◆ DATA ENTRIES ◆
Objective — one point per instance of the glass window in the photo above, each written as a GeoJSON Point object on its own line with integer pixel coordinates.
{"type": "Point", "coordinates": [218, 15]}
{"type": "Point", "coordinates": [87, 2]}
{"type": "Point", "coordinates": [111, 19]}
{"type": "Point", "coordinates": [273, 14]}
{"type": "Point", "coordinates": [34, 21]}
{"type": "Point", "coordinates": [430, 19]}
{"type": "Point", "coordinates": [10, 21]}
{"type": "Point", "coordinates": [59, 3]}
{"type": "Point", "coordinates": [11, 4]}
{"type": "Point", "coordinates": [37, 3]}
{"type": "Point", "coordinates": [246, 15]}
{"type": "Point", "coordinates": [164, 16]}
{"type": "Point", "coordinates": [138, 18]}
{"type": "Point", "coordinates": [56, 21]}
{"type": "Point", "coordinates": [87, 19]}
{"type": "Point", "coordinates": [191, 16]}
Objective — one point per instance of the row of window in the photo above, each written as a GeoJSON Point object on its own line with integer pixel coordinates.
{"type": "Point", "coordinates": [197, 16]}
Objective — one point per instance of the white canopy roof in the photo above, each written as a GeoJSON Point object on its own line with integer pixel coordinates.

◆ TASK BRIEF ◆
Rewrite the stretch of the listing from the line containing "Objective — one point per instance of the row" through the end of the listing, changing "integer" to "whole-number" and keeping everything else the same. Return only those lines.

◆ CORRECT RESULT ◆
Objective — one point per instance of the row of window in the photo above, each written as a GeoJSON Point object on its own line with whole-number pixel coordinates.
{"type": "Point", "coordinates": [197, 16]}
Objective — one point per instance of the white canopy roof in the photo above, each written as a GeoJSON Point object on its own line with whole-number pixel coordinates.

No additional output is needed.